■ TASKS AND EXERCISES ■
**A)** Render this sentence from the restructuring excerpt below into Spanish: "The viability of a CVA is closely tied to the debtor company’s ability to trade successfully throughout the arrangement period."
**B)** Decide whether each statement agrees with the restructuring excerpt below, answering yes or no and quoting the deciding words: (i) The Waldorf appeal to the Supreme Court has been abandoned. (ii) CVAs bind secured creditors. (iii) The revised Practice Statement applies to convening hearings listed on or after 1 January 2025.

■ PAGE EXCERPT ■
Recent Court of Appeal authority has further emboldened litigious creditors. It had been hoped that the Supreme Court’s judgment in the Waldorf appeal would provide greater clarity on the fair distribution of value and the extent to which meaningful engagement is required with “out of the money” creditors. That appeal has now been abandoned. In the absence of further guidance, Plan companies remain vulnerable. They must continue to engage constructively with all creditor classes, including those said to be out of the money; ensure that value is allocated in a fair and proportionate manner; and deliver outcomes that the court can regard as equitable overall. 

Meeting the “no worse off” test alone is no guarantee of sanction for Plan companies. With the court’s discretion remaining paramount, companies must be prepared for uncertainty and the potential for protracted and costly litigation.

The SME gap

While Plans were initially presented as a potentially transformative rescue tool, significant barriers remain for SMEs, particularly in terms of time, cost and complexity. Many SMEs simply do not have sufficient liquidity to fund a contested court process, nor to commission the increasingly sophisticated valuation evidence now expected to support a Plan. Compounding this is the limited adverse costs risk for creditors who challenge plans at first instance, reducing the deterrent to tactical opposition (at least initially). 

The Insolvency Service’s statutory review of CIGA identified that the cost and complexity of Plans would limit their use for SMEs. Suggestions were made for a simplified or more standardised approach to Plans for SMEs, potentially supported by model documentation. Those proposals, however, have not been progressed. 

The newly revised Practice Statement governing schemes of arrangement and restructuring plans (effective for convening hearings listed on or after 1 January 2026) reflects the increasingly contested nature of the jurisdiction. However, for SMEs, it does little to alleviate the disadvantages identified above. If anything, the additional procedural expectations may reinforce the perception that Plans are a tool best suited to larger corporates with the resources to withstand expensive litigation.

Where CVAs fit – and where they don’t

By contrast, CVAs offer a straightforward, contract-based alternative to Plans. Provided no objections arise, they can be implemented quickly between the directors and nominee insolvency practitioners without court intervention. For businesses burdened by substantial rent obligations, such as retailers and casual dining operators, a CVA offers a mechanism to renegotiate lease terms and restore financial stability. High street retailer Bestway successfully implemented a CVA to rationalise its lease portfolio last year, while Hobbycraft also used a CVA in 2025 to exit unviable venues and revisit lease terms to move its leases to monthly rental payments. 

However, CVAs are not without risk. They cannot fix fundamentally flawed business models and may simply postpone insolvency if core issues remain unaddressed. CVAs do not provide a single answer to business underperformance and should ideally be combined with a viable turnaround plan. For some businesses, CVAs have simply provided a short-term breathing space followed by their ultimate demise via administration or liquidation sometime after. The viability of a CVA is closely tied to the debtor company’s ability to trade successfully throughout the arrangement period. In these times of global uncertainty, businesses must remain nimble to succeed. 

CVAs will also not bind secured or preferential creditors, meaning HMRC cannot be bound (in respect of its secondary preferential debts) without its consent. Where tax liabilities are significant, HMRC’s stance often shapes the terms and can ultimately determine the feasibility of the CVA. 

Recent statistics from the Insolvency Service indicate a modest rise in CVA use over the past few months. Although numbers remain relatively low compared to previous years, the lure of CVAs endures for smaller businesses. In comparison to Plans, CVAs deliver a more proportionate and costeffective solution which can be implemented at speed. As Plans become more contested, costly and uncertain, CVAs are likely to regain prominence as a practical restructuring tool among the mid‑market.

■ Dataset entries ■
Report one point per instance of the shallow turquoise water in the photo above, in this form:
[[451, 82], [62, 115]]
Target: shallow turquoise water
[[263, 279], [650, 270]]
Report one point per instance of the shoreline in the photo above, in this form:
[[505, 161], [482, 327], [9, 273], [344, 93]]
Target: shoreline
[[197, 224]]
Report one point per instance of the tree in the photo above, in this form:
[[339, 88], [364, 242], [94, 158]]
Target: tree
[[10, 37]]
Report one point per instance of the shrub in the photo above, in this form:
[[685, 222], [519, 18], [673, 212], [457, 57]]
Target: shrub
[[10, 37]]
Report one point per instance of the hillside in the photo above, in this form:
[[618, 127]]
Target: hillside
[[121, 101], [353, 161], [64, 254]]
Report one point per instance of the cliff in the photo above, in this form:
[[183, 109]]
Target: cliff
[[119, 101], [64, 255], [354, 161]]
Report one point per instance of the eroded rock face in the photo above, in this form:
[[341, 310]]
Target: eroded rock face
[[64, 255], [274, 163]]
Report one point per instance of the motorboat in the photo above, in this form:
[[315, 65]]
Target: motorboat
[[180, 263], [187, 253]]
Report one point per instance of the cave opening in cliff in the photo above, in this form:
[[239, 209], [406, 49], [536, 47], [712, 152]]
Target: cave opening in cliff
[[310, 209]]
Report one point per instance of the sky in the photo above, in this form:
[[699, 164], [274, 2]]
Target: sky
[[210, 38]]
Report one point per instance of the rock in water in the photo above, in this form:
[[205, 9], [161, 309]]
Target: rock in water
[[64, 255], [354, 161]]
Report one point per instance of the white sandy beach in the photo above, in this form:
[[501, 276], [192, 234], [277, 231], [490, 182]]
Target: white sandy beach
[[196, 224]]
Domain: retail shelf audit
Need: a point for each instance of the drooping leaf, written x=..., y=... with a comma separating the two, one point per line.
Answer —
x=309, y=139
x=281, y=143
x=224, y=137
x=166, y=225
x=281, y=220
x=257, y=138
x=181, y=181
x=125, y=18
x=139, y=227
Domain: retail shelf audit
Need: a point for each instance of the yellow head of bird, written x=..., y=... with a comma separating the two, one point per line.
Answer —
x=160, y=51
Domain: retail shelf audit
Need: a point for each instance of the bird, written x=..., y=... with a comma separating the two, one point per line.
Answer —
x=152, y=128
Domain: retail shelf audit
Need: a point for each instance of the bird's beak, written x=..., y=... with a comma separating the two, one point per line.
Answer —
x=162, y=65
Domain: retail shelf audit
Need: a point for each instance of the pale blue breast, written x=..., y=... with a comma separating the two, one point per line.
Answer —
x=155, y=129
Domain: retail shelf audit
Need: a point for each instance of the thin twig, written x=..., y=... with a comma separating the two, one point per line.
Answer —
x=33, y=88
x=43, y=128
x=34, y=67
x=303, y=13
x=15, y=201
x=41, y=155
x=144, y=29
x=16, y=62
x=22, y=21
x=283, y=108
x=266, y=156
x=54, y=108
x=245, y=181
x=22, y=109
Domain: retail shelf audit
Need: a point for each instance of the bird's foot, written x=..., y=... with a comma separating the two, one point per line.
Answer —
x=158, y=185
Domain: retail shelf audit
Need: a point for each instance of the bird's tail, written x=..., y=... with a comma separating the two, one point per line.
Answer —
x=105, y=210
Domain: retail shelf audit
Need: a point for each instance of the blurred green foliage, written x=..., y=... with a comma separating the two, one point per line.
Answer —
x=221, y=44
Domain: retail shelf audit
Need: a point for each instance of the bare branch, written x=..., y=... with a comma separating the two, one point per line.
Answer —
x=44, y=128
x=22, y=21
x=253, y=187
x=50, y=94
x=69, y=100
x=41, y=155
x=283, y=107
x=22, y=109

■ YOUR WRITTEN ANSWERS ■
**A)** La viabilidad de un CVA está estrechamente ligada a la capacidad de la empresa deudora para operar con éxito durante todo el período del acuerdo.

**B)**
(i) Yes: "That appeal has now been abandoned."
(ii) No: "CVAs will also not bind secured or preferential creditors"
(iii) No: "effective for convening hearings listed on or after 1 January 2026"